Records supplied:
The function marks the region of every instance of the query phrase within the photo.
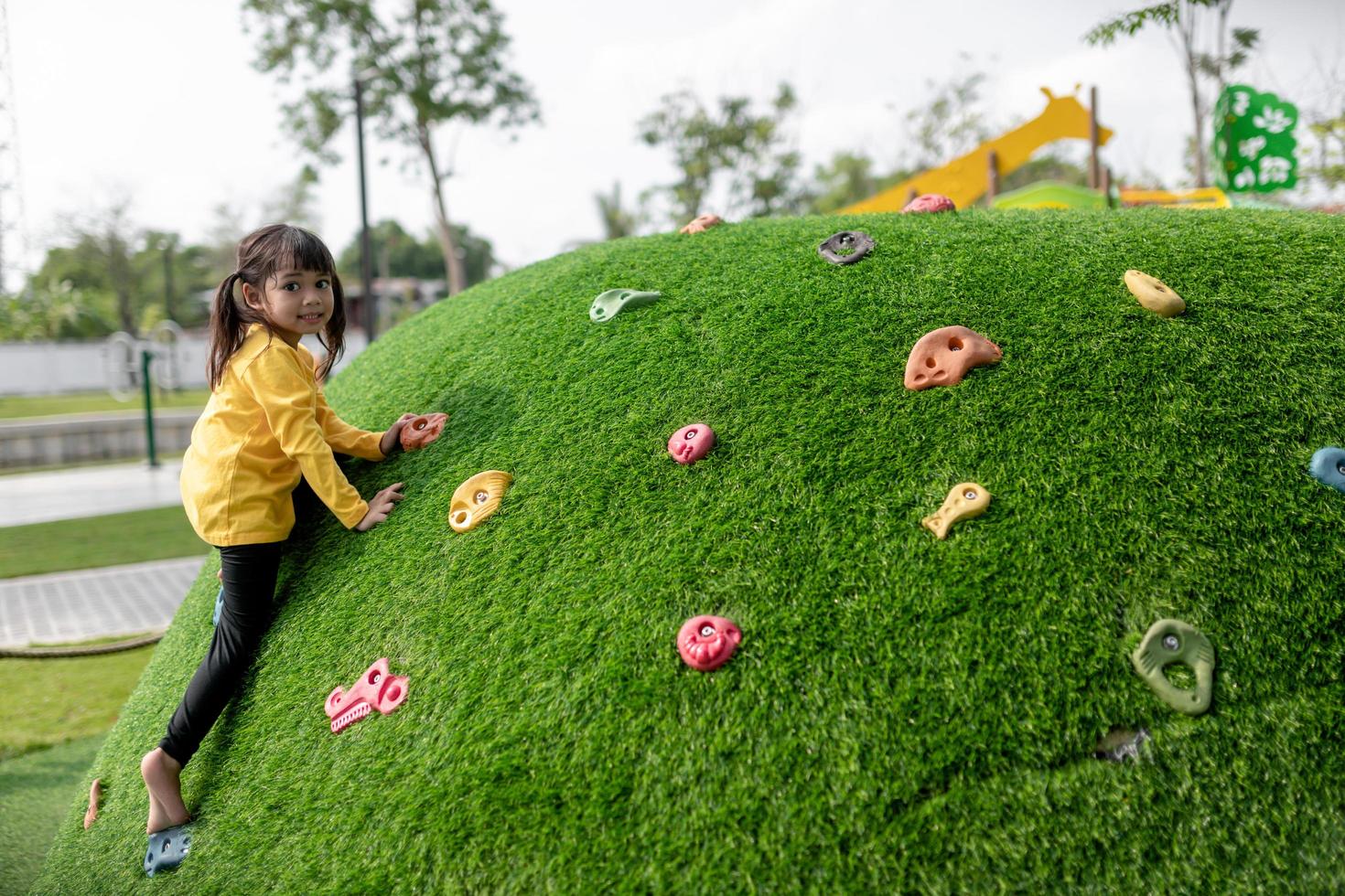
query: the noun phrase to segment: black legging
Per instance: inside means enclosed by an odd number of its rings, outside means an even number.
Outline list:
[[[317,497],[304,480],[292,493],[296,516],[307,516]],[[234,544],[219,548],[225,574],[225,609],[210,639],[206,658],[187,685],[187,693],[168,721],[159,746],[186,766],[214,727],[252,665],[261,637],[270,627],[272,599],[284,541]]]

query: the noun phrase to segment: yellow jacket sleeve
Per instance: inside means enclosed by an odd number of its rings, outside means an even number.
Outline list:
[[[383,453],[378,443],[383,441],[382,433],[369,433],[360,430],[336,416],[336,411],[327,404],[327,396],[321,388],[317,390],[317,426],[323,430],[323,438],[334,451],[362,457],[366,461],[382,461]]]
[[[347,529],[358,525],[369,504],[336,466],[317,422],[317,404],[325,406],[325,402],[312,371],[304,371],[299,353],[272,344],[247,365],[242,380],[261,404],[281,450],[299,463],[313,493]]]

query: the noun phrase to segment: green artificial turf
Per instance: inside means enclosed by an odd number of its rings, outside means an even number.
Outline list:
[[[0,528],[0,579],[204,555],[182,506]]]
[[[831,266],[841,228],[877,240]],[[452,415],[356,462],[383,525],[296,532],[277,618],[184,772],[188,861],[153,881],[137,760],[210,638],[214,566],[35,891],[1221,892],[1345,887],[1345,222],[966,212],[759,220],[581,249],[441,302],[328,388],[350,422]],[[1162,320],[1126,269],[1186,302]],[[660,290],[605,324],[612,287]],[[925,332],[1003,360],[902,388]],[[681,426],[718,445],[668,458]],[[515,482],[479,529],[453,489]],[[946,541],[960,481],[994,500]],[[702,674],[694,614],[738,653]],[[1215,703],[1128,652],[1209,637]],[[378,657],[406,703],[334,736]],[[1091,758],[1112,725],[1145,759]],[[70,794],[70,818],[82,811]]]

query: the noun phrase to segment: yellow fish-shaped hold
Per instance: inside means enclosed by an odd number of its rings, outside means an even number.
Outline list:
[[[486,470],[459,485],[448,505],[448,524],[453,532],[468,532],[490,519],[512,482],[514,477],[503,470]]]
[[[940,539],[948,537],[948,527],[962,520],[981,516],[990,506],[990,492],[976,482],[958,482],[948,492],[943,506],[920,520],[920,525]]]

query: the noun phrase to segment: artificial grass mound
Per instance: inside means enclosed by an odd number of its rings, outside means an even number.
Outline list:
[[[837,267],[816,244],[877,240]],[[192,854],[147,880],[139,758],[210,638],[207,564],[36,892],[1345,887],[1345,223],[1228,211],[760,220],[594,244],[438,304],[328,388],[452,419],[356,462],[367,535],[296,531],[277,619],[184,772]],[[1180,292],[1162,320],[1122,285]],[[605,324],[594,296],[656,289]],[[909,392],[925,332],[1003,349]],[[703,420],[718,445],[666,453]],[[479,529],[453,489],[515,482]],[[974,480],[989,512],[920,527]],[[742,645],[702,674],[687,617]],[[1128,650],[1217,653],[1200,717]],[[391,716],[334,736],[375,658]],[[1112,725],[1146,758],[1091,758]],[[83,782],[87,790],[87,780]]]

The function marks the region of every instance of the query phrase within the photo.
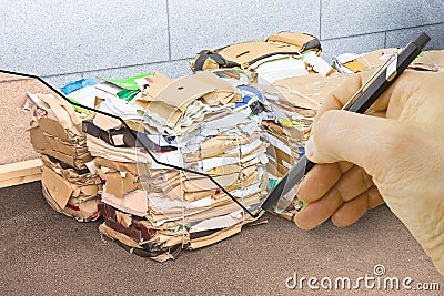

Problem to work on:
Show each line of the data that contains the string "yellow". The match is case-sensitive.

Solution to this problem:
query: the noun phrase to segment: yellow jacket sleeve
query: the noun phrase to segment: yellow fish-shaped hold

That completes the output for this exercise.